● **Objetivo do exercício**
No texto sobre Arquimedes e o banho, o que ele largou na banheira antes de sair para a rua?

● **Texto**
____
Quem diria que uma banhoca, num dia que nada dava certo, faria surgir não só uma formula inovadora (e mais uma para decorar em Física) como a mais célebre exclamação do mundo. Arquimedes, um tipo que pensava em coisas de uma utilidade restrita descobriu uma saída catita ao problema que lhe afligia. Assim do nada, depois de ter matado a cabeça e queimado pestanas, apareceu-lhe diante de algo tão corriqueiro como uma banho a resposta mágica. Largou o patinho de borracha na banheira, esqueceu de tirar a touca de banho e de cobrir os penduricalhos... e saiu para a rua, a gritar em plenos pulmões:
Eureka!
Achar soluções pelo método Arquimedes poderá, porventura, ser o mais indicado (menos a parte de sair em pelota pela rua, senão são uns dias na prisão ou no pior dos casos, num manicómio), largar o que nos aflige a cabeça e alma e olhar noutra direcção. Por vezes forçamo-nos a arranjar uma solução logo, rapidamente e perfeitamente. E dá merda. A pressão não ajuda toda gente, não somos todos bons a trabalhar sob pressão.
Falei nisso outro dia em conversa que andou por vários caminhos, naquele deambular próprio de jogar conversa fora, de rever situações cotidianas nossas de cada dia. O facto de só olharmos numa determinada direcção, não saindo da nossa zona de conforto e tentando, mesmo assim, encontrar soluções. Dizia-me então o meu interlocutor que, sair do país era impensável, em jeito de : "ora porra, nasci aqui, é o meu país, dei sempre o meu contributo, portanto ele tem que me dar o retorno", justificou tudo. Quando digo tudo, digo a teimosia de não sair sequer da cidade onde vive, de procurar outras opções em termos de trabalho, de tudo.
____
● **Entradas da listagem**
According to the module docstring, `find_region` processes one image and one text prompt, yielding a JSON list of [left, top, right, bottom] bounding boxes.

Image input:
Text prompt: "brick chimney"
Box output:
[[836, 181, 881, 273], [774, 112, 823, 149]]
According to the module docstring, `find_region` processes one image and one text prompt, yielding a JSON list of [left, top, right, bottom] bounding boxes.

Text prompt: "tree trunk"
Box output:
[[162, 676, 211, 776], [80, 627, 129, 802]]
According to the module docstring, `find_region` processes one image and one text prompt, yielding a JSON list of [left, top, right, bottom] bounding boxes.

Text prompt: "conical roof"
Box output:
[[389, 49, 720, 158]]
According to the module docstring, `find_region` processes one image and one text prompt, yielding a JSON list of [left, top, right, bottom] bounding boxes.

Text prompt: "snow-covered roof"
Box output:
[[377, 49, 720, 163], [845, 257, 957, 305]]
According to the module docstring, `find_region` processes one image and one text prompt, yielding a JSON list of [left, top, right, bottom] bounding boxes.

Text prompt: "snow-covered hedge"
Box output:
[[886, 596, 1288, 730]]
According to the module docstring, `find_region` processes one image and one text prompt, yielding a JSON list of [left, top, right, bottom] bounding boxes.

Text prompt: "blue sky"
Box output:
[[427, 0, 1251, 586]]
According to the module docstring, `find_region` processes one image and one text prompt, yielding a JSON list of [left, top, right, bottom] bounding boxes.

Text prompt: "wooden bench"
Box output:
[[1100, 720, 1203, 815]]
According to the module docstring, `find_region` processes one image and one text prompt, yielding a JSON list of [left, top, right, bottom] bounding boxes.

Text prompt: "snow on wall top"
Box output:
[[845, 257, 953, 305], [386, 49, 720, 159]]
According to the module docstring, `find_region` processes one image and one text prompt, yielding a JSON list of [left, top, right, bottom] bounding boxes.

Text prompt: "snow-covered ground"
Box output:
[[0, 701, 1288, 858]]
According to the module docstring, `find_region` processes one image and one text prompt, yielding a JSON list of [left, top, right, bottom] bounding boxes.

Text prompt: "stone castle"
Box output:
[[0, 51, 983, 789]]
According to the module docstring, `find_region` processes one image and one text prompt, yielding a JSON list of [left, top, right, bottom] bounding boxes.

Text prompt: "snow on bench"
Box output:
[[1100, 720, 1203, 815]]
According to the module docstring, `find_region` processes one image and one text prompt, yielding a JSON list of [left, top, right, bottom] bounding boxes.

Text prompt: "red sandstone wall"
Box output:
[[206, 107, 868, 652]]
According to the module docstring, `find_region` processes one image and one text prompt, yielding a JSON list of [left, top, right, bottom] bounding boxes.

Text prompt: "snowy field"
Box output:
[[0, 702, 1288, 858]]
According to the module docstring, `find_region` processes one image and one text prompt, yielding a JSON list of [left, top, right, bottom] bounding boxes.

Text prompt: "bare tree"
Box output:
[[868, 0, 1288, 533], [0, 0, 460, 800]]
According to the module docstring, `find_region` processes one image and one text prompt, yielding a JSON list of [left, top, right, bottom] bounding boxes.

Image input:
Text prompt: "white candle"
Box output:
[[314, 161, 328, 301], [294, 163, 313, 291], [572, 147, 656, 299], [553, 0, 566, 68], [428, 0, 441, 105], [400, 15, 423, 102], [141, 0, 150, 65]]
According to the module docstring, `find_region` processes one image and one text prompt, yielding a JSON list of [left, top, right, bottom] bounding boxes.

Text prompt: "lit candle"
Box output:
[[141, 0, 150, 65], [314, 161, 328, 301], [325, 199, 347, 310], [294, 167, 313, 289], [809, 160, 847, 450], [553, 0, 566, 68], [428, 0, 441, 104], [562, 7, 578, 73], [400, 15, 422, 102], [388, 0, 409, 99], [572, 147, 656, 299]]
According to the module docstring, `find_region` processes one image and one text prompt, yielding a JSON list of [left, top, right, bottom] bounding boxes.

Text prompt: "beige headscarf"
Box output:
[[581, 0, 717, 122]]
____
● **Resposta**
O patinho de borracha.